-- START OF Records for the task --
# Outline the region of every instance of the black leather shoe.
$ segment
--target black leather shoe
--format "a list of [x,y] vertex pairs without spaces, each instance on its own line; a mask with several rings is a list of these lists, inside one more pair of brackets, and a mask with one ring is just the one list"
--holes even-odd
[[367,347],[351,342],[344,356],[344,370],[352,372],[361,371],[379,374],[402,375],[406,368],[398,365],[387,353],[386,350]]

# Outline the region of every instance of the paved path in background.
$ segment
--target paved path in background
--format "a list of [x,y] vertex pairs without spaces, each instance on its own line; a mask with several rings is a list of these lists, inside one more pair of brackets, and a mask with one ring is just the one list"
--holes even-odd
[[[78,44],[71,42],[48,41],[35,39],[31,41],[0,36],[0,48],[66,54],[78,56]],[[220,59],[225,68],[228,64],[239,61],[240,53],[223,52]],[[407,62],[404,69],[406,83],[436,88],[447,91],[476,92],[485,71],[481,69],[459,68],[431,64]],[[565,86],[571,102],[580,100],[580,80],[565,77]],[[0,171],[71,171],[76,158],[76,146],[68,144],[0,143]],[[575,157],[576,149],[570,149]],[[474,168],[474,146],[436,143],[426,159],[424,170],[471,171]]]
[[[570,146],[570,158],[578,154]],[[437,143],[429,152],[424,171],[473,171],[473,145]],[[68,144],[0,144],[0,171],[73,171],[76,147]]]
-- END OF Records for the task --
-- START OF Records for the task --
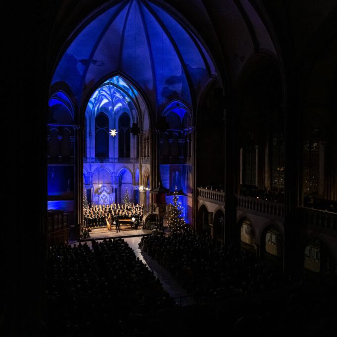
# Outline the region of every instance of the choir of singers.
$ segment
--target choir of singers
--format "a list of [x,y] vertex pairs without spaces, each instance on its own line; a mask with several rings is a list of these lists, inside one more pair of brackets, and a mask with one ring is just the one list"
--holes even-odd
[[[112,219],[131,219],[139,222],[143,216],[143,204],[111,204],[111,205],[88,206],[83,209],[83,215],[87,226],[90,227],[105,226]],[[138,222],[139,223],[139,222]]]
-- END OF Records for the task --
▶ _Set problem_
Which lines in the data above contain the string "paved"? Copy each one in full, treating uppercase and lowercase as different.

▶ _Solution below_
# Outline the region of every instance of the paved path in background.
--target paved path in background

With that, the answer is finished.